WORK ITEM:
Repeat each record word for word. Leave nothing out.

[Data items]
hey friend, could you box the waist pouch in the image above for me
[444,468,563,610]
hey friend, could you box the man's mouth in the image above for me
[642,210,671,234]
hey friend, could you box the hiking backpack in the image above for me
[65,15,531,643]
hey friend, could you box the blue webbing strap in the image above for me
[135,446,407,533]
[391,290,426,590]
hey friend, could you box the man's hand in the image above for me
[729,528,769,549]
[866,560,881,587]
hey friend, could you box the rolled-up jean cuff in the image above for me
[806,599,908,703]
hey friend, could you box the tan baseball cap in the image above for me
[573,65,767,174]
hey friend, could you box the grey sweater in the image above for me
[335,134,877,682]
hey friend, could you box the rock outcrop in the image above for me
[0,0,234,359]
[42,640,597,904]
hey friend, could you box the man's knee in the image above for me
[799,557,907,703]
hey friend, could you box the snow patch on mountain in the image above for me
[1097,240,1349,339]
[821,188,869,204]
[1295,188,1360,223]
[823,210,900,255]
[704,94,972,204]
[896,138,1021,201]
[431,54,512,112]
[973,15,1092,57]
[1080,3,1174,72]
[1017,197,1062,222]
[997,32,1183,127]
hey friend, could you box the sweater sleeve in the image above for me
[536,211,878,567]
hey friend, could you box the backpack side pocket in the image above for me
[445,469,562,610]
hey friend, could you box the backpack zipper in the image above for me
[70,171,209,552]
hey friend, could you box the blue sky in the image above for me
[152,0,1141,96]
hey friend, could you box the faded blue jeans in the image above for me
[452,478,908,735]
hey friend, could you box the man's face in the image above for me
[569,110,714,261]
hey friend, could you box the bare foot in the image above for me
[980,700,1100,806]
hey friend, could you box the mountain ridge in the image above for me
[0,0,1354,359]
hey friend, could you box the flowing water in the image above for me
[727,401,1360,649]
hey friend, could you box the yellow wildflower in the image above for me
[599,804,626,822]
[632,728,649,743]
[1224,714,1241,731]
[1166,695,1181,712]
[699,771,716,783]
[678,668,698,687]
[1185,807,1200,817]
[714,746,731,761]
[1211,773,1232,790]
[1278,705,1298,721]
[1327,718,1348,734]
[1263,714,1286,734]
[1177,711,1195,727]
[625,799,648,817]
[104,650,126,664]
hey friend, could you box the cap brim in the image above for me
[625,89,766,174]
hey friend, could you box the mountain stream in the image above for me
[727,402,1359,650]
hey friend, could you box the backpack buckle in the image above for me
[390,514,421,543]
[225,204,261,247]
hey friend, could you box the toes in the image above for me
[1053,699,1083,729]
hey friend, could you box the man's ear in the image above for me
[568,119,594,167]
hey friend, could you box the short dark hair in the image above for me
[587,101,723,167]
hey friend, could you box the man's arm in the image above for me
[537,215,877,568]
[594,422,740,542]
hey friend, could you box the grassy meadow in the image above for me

ANSWER TO THIS EXERCISE:
hey friend, could you box the waist pouch in the image above for me
[444,468,563,610]
hey friend, could you box the man's mouth in the image above for me
[642,210,671,234]
hey friend, could you box the hiking backpack in the image above for me
[65,15,531,643]
hey friend, could you box the blue webbing strap in the image above for me
[135,446,407,533]
[391,290,426,590]
hey friend, could you box the man's hand in the image above for me
[729,528,769,549]
[866,560,881,587]
hey friend, could you box the rolled-up jean cuff in the image above for me
[806,599,908,703]
hey friend, could you box the tan baseball cap in the image above for me
[573,65,767,174]
hey friend, could you box the grey sweater in the image above for me
[335,134,877,682]
hey friend, could you box the rock outcrop in the image above for me
[0,0,234,359]
[42,640,597,904]
hey friend, could you box the man's knee in the image above for me
[799,557,907,703]
hey friend, could you box the snow patch on mountain in the image above for me
[1097,240,1349,339]
[821,188,869,204]
[1295,188,1360,223]
[823,210,900,255]
[704,94,972,204]
[896,138,1021,201]
[431,54,512,112]
[973,15,1092,57]
[1080,3,1174,72]
[1017,197,1062,222]
[997,32,1183,127]
hey friend, could you box the sweater sleeve in the image above for me
[536,211,878,567]
hey friend, could you box the backpack side pocket in the image above for me
[445,469,562,610]
hey friend, could you box the backpack zipper in the image above for me
[70,171,209,552]
hey friend, could you box the blue sky in the image above for me
[152,0,1141,96]
hey friend, could you box the faded blue jeans in the image above for me
[452,478,908,735]
hey friend, could you box the man's face in the image above for me
[569,110,714,261]
hey friend, could you box the bare foot in the image above for me
[980,700,1100,806]
hey friend, could you box the mountain ridge in the image above for me
[0,0,1354,359]
hey friend, could you box the flowing water in the image above for me
[727,401,1360,649]
hey friend, could you box the yellow wildflower in the image above for me
[599,804,626,822]
[632,728,649,743]
[1224,714,1241,731]
[1166,695,1181,712]
[699,771,716,783]
[678,668,698,687]
[1185,807,1200,817]
[714,746,731,761]
[1211,773,1232,790]
[1278,705,1298,721]
[1327,718,1348,734]
[1263,714,1286,734]
[1177,711,1195,727]
[625,799,648,817]
[104,650,126,664]
hey friend, could you box the cap brim in the image above for me
[625,89,766,174]
hey friend, could you box the mountain stream in the image above for me
[727,402,1359,650]
hey friend, could you box the backpack buckle in the image above for me
[390,514,421,543]
[225,204,261,247]
hey friend, could you box the toes in the image above for me
[1053,699,1083,729]
hey friend, could you box the man's ear in the image above for me
[568,119,594,167]
hey friend, could you box the short dark hair in the image above for me
[587,101,723,167]
hey friend, could you box the man's arm in the image above for me
[537,215,877,568]
[594,422,740,542]
hey friend, could you box the grassy meadow in the image above for me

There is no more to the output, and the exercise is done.